TASK REQUIREMENTS:
Taking the line with "Target: black coat" as the start, reproduce every line until the records end, exactly and with nothing added.

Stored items
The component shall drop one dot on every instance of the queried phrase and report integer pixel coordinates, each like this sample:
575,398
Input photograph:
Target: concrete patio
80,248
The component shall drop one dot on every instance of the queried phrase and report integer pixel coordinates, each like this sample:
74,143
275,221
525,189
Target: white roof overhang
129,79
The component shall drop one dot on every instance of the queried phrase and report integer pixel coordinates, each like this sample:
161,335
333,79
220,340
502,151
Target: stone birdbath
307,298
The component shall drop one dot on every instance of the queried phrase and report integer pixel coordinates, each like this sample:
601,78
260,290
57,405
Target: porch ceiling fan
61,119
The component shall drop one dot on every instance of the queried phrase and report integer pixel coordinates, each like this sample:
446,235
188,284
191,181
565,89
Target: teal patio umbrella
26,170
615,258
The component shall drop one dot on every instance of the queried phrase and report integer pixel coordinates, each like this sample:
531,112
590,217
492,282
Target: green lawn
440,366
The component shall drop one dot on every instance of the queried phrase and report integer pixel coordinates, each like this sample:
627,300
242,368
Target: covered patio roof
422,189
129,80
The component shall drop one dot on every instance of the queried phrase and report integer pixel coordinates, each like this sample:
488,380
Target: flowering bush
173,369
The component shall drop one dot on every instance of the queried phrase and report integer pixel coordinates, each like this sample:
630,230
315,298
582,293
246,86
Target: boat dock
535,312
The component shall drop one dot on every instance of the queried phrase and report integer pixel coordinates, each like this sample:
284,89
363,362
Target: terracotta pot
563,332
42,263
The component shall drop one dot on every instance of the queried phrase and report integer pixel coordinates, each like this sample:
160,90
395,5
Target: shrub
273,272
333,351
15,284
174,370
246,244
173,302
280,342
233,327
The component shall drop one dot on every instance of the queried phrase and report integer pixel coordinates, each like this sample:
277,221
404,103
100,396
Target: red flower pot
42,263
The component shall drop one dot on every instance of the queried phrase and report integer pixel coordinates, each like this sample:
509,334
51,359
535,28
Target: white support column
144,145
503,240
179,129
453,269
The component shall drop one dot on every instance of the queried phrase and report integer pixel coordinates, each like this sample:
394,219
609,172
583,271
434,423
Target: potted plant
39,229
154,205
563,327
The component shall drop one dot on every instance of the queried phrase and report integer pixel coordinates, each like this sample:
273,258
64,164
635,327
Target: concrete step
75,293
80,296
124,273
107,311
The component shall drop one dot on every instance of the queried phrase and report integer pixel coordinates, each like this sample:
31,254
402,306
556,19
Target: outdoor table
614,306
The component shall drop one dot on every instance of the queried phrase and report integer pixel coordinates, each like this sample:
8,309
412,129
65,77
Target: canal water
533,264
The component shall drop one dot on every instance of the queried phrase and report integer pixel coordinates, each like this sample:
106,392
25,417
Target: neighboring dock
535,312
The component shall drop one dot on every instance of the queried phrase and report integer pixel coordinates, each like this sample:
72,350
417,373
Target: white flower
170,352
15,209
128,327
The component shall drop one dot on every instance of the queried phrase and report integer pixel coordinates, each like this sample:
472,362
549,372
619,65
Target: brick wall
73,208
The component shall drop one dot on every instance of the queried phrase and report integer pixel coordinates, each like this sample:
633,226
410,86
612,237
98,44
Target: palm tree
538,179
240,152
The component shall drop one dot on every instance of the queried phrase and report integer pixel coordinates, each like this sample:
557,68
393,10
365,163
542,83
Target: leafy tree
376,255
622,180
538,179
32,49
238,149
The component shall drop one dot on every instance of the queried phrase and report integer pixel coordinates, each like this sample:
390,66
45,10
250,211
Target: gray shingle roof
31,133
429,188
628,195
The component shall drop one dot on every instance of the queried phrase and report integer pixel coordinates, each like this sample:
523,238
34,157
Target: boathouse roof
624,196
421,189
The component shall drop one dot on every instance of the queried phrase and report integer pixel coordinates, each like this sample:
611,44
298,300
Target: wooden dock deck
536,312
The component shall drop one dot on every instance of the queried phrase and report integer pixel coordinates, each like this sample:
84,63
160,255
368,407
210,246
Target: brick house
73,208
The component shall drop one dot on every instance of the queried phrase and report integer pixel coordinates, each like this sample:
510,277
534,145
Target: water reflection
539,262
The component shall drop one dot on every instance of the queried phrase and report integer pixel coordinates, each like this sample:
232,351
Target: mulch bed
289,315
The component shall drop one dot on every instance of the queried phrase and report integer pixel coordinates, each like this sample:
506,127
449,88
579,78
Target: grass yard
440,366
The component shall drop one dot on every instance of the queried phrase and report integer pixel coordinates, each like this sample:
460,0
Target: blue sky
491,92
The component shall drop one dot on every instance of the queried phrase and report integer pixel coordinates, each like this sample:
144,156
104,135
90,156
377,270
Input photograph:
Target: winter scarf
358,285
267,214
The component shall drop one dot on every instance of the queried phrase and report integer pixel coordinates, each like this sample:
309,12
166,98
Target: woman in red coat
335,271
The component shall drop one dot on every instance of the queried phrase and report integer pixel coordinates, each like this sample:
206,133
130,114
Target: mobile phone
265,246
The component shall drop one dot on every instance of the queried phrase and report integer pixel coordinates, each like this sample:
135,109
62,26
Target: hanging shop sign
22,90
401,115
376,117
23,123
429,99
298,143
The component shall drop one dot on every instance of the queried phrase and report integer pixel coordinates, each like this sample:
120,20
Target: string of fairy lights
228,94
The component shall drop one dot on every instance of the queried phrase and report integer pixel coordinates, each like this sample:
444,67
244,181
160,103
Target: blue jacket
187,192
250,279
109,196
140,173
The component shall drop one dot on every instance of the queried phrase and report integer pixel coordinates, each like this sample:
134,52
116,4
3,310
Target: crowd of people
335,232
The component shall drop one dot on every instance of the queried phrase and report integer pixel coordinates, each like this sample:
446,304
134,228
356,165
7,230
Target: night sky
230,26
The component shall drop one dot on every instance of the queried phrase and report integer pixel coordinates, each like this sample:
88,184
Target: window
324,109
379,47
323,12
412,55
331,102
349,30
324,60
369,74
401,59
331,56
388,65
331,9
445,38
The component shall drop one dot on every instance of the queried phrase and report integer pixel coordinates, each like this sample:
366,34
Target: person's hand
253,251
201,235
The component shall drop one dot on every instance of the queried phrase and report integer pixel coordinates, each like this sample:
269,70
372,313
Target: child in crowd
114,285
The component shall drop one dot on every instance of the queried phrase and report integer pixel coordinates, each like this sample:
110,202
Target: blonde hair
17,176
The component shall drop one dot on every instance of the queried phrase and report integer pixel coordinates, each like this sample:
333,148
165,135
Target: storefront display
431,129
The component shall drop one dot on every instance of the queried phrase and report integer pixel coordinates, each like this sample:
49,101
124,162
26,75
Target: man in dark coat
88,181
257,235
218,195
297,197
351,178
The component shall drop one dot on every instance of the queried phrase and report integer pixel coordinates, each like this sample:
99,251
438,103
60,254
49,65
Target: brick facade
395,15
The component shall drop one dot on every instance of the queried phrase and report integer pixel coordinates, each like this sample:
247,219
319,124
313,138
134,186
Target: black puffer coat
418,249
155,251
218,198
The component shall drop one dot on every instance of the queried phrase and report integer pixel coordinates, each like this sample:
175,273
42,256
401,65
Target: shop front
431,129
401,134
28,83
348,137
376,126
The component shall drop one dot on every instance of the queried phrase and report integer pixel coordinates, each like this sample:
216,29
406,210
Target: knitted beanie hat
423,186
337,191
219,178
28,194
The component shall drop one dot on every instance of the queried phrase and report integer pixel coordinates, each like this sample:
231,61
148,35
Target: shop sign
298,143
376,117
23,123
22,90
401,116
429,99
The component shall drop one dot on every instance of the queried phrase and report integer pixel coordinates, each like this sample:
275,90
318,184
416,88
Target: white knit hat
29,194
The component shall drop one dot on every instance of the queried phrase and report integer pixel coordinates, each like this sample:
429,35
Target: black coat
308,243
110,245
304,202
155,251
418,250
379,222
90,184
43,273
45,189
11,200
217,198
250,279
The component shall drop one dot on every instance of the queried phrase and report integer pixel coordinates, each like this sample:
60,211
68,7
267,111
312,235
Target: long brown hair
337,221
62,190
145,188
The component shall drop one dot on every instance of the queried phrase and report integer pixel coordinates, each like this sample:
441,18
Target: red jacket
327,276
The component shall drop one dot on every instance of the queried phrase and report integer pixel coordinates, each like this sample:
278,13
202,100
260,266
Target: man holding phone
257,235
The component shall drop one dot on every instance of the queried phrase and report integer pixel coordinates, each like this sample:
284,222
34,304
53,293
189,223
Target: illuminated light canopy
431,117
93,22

RESULT OF THIS TASK:
Target: black coat
308,243
110,245
304,202
155,251
418,250
379,222
90,184
43,273
45,189
11,200
217,198
250,279
The component shall drop one dot on every instance of the queried phrase and report integer pixel coordinates, each like this sample:
60,211
68,7
267,111
312,235
Target: long brown hair
337,221
62,190
145,188
The component shall drop one dot on every instance of the queried phrase and report integer pixel coordinates, each like this sample:
441,18
Target: red jacket
327,276
The component shall drop one dot on every instance of the queried phrase and report integer pixel coordinates, each like this sample:
278,13
202,100
260,266
Target: man holding phone
257,235
The component shall drop one dot on every instance of the queried phrase and report integer pixel coordinates, each like this sample:
284,222
34,304
53,293
189,223
Target: illuminated light canopy
431,117
93,22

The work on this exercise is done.